● Passage for review
· · · · · · ·
Veggie Protein: Why You Need It And Where To Find It

Protein is an essential part of every person’s diet, but you don’t need to be a meat eater to get your daily allotment. If you aren’t a meat eater, though, you need to be mindful about getting enough protein in your day. Skimping on protein is not a good idea, as it breaks down to supply the amino acids necessary for building and restoring every part of the body. Seriously, we are talking about hair, nails, tissue, muscles, hormones, enzymes, blood, and more. If you aren’t getting enough, you might start to notice symptoms like hunger, fatigue, weakness, difficulty sleeping, or loss of muscle mass.

How much protein does a person need?

This varies widely and each person should experiment to see what feels best. For a minimum requirement, multiply .36 times your weight in pounds (for a 150 lb. person, that’s 54 grams of protein as a minimum). Use this as your base and add more depending on your gender, age, and level of activity, taking special note to add more if you are pregnant or an athlete. Tune into your body and see what feels best for you.
· · · · · · ·
● Data extract

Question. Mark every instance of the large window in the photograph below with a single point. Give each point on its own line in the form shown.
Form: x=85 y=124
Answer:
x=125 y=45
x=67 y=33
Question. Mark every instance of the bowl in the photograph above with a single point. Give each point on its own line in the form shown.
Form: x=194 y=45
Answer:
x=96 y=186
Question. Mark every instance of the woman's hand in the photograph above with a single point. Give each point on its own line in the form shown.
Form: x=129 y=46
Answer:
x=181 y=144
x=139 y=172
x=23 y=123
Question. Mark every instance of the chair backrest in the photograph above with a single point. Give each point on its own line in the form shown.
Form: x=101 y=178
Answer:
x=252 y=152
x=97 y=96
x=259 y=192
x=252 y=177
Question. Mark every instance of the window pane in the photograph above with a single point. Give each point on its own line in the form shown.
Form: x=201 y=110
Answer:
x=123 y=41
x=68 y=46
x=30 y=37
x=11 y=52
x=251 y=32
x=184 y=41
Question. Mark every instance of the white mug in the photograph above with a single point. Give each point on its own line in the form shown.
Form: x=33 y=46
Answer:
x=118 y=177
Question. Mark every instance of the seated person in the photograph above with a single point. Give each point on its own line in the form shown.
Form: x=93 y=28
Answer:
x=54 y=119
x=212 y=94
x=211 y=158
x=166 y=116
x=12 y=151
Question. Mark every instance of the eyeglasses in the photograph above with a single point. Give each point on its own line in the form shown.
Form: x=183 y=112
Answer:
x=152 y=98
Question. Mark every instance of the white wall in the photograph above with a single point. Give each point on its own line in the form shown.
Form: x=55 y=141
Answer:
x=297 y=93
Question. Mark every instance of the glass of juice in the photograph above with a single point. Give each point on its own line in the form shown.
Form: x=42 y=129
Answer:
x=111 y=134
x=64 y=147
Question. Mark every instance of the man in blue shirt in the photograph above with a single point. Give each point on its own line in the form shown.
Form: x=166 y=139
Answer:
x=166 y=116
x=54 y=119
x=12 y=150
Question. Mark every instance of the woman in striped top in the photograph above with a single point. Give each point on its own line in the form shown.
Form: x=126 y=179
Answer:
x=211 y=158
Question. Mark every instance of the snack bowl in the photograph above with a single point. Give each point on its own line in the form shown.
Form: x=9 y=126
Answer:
· · · · · · ·
Write the next part of the article on vegetarian protein, picking up after its final sentence. The material plays no role in what you are asked to do here.

For comparison of animal vs. plant protein:

  • 3 oz of chicken breast provides 26 grams of protein
  • 3 oz of lentils provides 8 grams of protein

You can see that if you eat a vegetarian or vegan diet, it’s extremely important to take the time to plan each meal with all the macronutrients: proteins, fats, and complex carbs. Not sure where to get your vegetarian protein from? Here are a few ideas:

  • 1/2 cup quinoa = 4 grams
  • 1/2 cup beans = 7 to 9 grams
  • 1 tbsp almond butter or 10 almonds = 3 grams
  • 1 egg = 6 grams
  • 1 cup green peas = 8 grams
  • ¾ cup goat yogurt = 6 grams
  • 1 cup whole milk Greek yogurt = 21 grams
  • ½ cup tempeh = 15 grams

Wondering what a day might look like? Here’s a daily meal plan that would provide the optimal amount of protein.


Be Well Pea Protein Smoothie

Be Well Plant Protein + Multi (1 serving/16 grams) with spinach (1 cup/1 gram), blueberries, and almond butter (1 tbsp/3 grams)

Total: 20 grams of protein


Lentil Salad with Roasted Veggies

Lentils (½ cup/9 grams) with roasted veggies (1 cup/3 grams), crumbled feta (1 oz/4 grams), and sunflower seeds (⅛ cup/4 grams)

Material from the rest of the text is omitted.